- PROBLEM TO SOLVE
Scan the entries that follow for the word "green", then report every line in which it appears.

Start of Block

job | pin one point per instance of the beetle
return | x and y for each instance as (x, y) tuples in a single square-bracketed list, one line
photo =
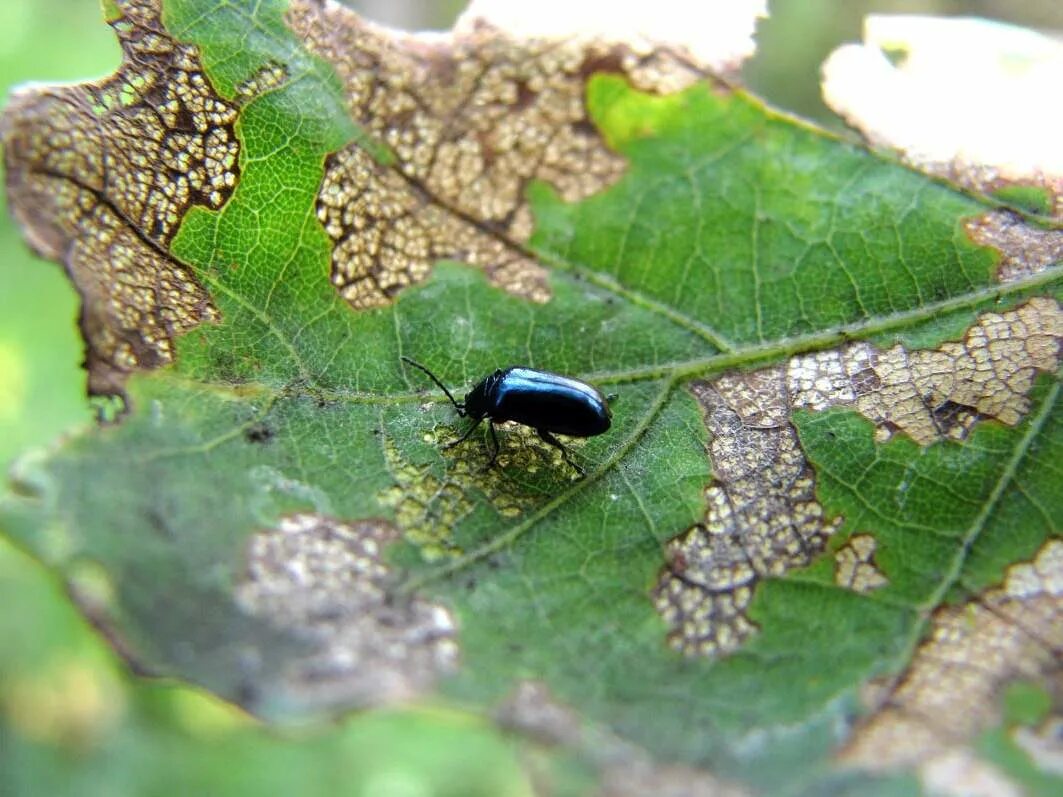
[(547, 403)]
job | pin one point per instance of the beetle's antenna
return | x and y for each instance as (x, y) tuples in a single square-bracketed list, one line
[(415, 363)]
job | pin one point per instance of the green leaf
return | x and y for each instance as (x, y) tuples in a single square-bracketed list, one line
[(832, 418)]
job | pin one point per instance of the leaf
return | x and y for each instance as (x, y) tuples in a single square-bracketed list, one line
[(836, 416)]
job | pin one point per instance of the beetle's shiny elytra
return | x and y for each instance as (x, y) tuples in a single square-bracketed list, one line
[(547, 403)]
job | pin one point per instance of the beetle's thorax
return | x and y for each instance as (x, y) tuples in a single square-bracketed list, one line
[(479, 401)]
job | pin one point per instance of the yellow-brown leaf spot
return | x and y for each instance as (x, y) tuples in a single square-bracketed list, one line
[(938, 393), (762, 516), (950, 691), (268, 78), (855, 566), (471, 119), (100, 175), (625, 769), (327, 582), (1025, 249)]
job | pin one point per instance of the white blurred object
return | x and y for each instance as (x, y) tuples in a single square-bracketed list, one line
[(966, 91)]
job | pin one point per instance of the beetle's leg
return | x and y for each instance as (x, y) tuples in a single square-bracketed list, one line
[(547, 438), (463, 437), (494, 440)]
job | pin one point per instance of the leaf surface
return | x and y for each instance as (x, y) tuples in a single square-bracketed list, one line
[(816, 371)]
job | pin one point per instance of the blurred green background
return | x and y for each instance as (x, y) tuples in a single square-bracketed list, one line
[(72, 721)]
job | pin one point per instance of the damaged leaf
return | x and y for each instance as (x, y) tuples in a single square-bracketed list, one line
[(836, 419)]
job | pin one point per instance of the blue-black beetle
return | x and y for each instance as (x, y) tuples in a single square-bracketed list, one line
[(547, 403)]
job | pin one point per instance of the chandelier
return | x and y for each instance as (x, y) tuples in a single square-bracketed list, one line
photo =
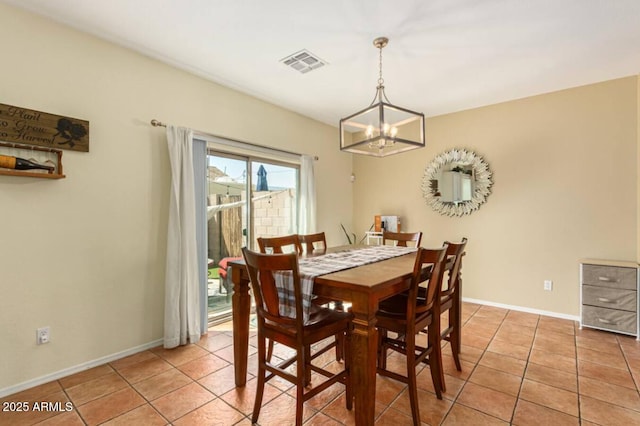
[(382, 128)]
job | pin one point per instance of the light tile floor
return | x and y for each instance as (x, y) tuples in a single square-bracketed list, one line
[(517, 368)]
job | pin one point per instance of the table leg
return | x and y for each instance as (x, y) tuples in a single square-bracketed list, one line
[(241, 303), (364, 341)]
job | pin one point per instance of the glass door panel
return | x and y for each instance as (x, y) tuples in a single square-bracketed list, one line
[(226, 226), (274, 198)]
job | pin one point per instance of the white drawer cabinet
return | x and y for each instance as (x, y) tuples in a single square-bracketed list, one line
[(609, 296)]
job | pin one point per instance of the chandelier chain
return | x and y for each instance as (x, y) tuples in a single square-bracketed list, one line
[(380, 79)]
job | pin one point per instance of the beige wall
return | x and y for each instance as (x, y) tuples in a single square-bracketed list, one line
[(565, 173), (85, 255)]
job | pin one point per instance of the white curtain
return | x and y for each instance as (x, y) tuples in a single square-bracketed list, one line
[(182, 293), (307, 222)]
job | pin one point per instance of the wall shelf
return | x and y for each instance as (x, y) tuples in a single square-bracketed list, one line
[(42, 155)]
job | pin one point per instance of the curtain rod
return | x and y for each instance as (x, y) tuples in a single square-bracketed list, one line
[(156, 123)]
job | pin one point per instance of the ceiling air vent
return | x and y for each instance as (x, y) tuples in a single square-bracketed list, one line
[(303, 61)]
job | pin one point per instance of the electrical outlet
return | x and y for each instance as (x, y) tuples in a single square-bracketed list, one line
[(43, 335)]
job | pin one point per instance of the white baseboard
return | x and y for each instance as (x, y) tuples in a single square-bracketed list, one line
[(522, 309), (76, 369)]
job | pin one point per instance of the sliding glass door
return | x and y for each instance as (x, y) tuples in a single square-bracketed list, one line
[(247, 198)]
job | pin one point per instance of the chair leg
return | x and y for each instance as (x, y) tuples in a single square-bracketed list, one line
[(382, 348), (454, 336), (306, 364), (435, 359), (261, 379), (411, 380), (339, 347), (270, 351), (301, 375)]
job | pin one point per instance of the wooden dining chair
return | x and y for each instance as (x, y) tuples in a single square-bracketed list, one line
[(317, 244), (406, 317), (292, 332), (311, 243), (402, 238), (285, 244), (450, 300)]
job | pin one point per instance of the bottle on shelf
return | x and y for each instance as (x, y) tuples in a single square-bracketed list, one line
[(17, 163)]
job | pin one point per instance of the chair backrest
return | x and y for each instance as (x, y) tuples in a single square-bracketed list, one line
[(435, 260), (455, 251), (313, 242), (261, 268), (286, 244), (401, 238)]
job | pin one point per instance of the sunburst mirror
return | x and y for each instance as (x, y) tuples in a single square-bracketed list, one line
[(456, 182)]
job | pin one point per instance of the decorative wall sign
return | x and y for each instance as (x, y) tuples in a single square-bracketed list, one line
[(27, 126)]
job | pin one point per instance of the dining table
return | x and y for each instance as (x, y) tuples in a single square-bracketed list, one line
[(364, 287)]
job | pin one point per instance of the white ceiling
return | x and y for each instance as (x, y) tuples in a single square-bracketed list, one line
[(443, 55)]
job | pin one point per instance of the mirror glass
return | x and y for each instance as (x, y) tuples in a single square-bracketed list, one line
[(456, 182)]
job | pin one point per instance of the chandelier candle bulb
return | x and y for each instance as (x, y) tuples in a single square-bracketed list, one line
[(17, 163)]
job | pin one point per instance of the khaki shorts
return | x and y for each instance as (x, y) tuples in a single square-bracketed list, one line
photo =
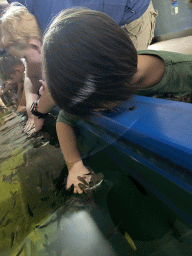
[(141, 31)]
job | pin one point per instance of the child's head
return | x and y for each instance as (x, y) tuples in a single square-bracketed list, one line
[(11, 69), (88, 62), (20, 30)]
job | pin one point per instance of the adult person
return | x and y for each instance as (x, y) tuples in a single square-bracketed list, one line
[(136, 17)]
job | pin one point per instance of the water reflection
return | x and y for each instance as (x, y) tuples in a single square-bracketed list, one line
[(34, 219)]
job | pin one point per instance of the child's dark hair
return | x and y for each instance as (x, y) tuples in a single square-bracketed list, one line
[(88, 61), (8, 63)]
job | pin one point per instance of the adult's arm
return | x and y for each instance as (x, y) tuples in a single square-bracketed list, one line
[(68, 144)]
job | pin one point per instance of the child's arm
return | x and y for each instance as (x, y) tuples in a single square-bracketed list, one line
[(72, 156)]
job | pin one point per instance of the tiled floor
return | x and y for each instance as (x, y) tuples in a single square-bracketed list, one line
[(182, 45)]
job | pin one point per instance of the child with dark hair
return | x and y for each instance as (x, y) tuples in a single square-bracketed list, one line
[(90, 64), (12, 74)]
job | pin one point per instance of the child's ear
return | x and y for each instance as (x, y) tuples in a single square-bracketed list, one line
[(18, 69), (35, 44)]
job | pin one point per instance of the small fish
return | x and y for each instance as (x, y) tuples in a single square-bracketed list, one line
[(3, 218), (130, 241), (40, 185), (29, 210), (20, 251)]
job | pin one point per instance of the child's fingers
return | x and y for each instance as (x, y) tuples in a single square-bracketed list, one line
[(82, 180)]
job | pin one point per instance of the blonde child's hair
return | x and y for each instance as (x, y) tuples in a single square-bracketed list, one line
[(18, 26), (8, 64)]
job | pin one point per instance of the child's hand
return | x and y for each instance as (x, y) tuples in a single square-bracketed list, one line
[(78, 169), (43, 86)]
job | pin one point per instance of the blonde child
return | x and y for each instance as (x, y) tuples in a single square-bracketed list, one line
[(12, 74)]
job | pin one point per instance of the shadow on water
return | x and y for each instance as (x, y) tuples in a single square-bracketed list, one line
[(38, 217)]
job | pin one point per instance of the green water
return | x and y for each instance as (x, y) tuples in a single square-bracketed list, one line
[(32, 198)]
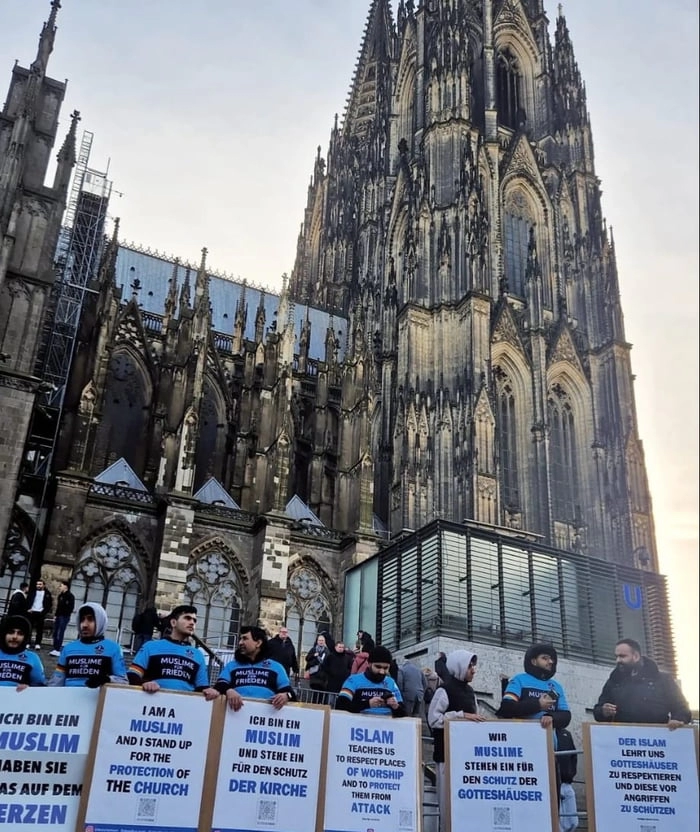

End of Block

- SOLUTION
job | pin one point per instance of the green leaf
job | pin one point per instance of the blurred green background
job | pin one point per instance of the green water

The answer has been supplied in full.